## What the exercise asks
Pick out each line below that contains the word "green". Copy those lines in full.

## Data
[START]

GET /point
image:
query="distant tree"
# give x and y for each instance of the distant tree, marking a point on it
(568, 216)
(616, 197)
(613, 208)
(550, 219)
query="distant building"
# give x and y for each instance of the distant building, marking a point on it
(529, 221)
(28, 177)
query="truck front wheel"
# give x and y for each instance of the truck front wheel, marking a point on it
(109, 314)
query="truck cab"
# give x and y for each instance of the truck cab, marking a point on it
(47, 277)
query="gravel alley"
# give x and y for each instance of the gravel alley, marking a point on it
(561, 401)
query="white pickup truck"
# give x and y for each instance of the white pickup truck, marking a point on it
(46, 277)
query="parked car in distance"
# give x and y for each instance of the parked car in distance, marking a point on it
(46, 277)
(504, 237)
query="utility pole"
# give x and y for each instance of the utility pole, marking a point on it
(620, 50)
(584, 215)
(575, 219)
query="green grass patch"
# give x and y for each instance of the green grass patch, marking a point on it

[END]
[START]

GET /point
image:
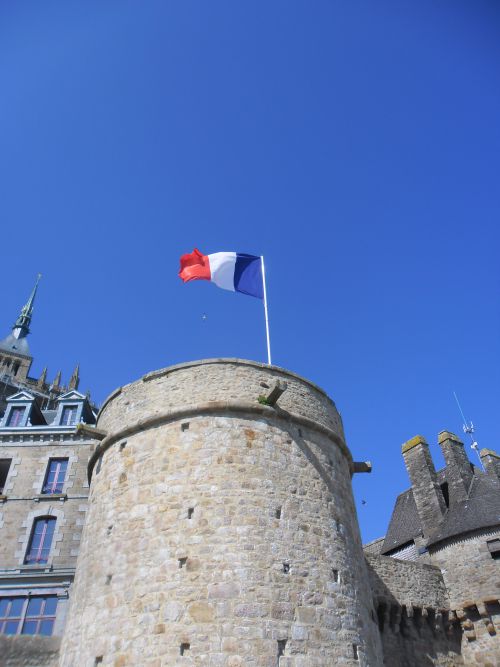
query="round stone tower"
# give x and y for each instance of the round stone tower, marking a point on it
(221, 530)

[END]

## Correct response
query="green grass patch"
# give x and y for each instance of the green grass patch, marking a point on it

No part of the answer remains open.